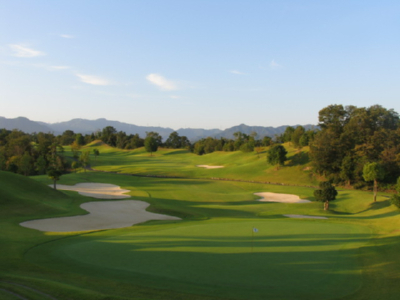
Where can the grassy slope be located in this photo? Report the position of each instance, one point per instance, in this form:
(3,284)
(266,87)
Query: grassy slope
(193,200)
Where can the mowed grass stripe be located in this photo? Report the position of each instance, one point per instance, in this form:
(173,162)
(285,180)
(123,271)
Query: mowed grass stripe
(284,259)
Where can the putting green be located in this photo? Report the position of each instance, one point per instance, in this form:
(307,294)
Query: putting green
(285,259)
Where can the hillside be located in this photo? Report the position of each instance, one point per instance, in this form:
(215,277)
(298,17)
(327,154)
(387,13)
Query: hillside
(85,126)
(182,163)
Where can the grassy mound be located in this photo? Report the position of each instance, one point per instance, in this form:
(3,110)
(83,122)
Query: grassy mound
(221,258)
(182,163)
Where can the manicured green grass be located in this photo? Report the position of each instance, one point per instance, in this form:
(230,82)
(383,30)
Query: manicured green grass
(182,163)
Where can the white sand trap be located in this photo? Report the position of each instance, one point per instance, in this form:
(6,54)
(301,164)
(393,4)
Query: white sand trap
(209,167)
(305,217)
(283,198)
(96,190)
(102,215)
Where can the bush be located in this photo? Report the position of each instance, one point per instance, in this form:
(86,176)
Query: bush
(395,200)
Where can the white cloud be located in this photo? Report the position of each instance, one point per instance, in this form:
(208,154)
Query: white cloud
(274,65)
(22,51)
(236,72)
(161,82)
(89,79)
(67,36)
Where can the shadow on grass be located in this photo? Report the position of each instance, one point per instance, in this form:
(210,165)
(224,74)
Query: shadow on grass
(300,158)
(266,267)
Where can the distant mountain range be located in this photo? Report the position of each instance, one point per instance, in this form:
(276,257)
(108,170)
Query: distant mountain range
(89,126)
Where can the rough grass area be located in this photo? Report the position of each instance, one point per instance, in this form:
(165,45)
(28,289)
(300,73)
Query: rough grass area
(210,254)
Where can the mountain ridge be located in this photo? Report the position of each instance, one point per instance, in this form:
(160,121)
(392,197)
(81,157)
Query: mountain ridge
(85,126)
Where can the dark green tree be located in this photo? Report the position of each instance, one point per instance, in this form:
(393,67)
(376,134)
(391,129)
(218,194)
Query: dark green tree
(152,142)
(54,175)
(276,155)
(373,172)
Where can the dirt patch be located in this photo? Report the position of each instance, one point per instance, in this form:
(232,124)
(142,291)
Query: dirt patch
(209,167)
(102,215)
(305,217)
(283,198)
(96,190)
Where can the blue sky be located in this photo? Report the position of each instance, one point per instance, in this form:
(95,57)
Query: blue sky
(198,64)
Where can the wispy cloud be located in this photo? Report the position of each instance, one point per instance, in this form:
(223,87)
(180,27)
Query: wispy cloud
(67,36)
(161,82)
(236,72)
(274,65)
(94,80)
(23,51)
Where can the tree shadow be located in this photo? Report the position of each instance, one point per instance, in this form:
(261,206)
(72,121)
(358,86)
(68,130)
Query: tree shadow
(300,158)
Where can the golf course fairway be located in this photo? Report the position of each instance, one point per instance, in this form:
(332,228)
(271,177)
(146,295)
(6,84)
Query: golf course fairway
(284,259)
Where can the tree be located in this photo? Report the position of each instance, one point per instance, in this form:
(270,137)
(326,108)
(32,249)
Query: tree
(25,164)
(108,136)
(326,193)
(373,172)
(296,136)
(75,147)
(85,160)
(80,140)
(96,153)
(152,141)
(75,165)
(276,155)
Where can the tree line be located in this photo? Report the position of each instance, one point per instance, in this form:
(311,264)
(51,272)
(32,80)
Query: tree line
(355,146)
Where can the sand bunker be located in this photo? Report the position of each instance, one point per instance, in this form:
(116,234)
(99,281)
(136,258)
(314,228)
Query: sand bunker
(96,190)
(283,198)
(305,217)
(209,167)
(102,215)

----------------

Exercise requirements:
Only the lines from the one with "Where can the tree line" through the end of the material are wanted; copy them exactly, both ends included.

Answer for this exercise:
Where can the tree line be located in this photo? Report the position of each instance, one point per instance, in this form:
(311,264)
(51,272)
(32,80)
Query: tree line
(355,146)
Where can the sand bunker be located in this photo? Report the position of each instance, one point per instance, in this form:
(116,234)
(99,281)
(136,258)
(314,228)
Query: sand bunker
(96,190)
(283,198)
(305,217)
(209,167)
(102,215)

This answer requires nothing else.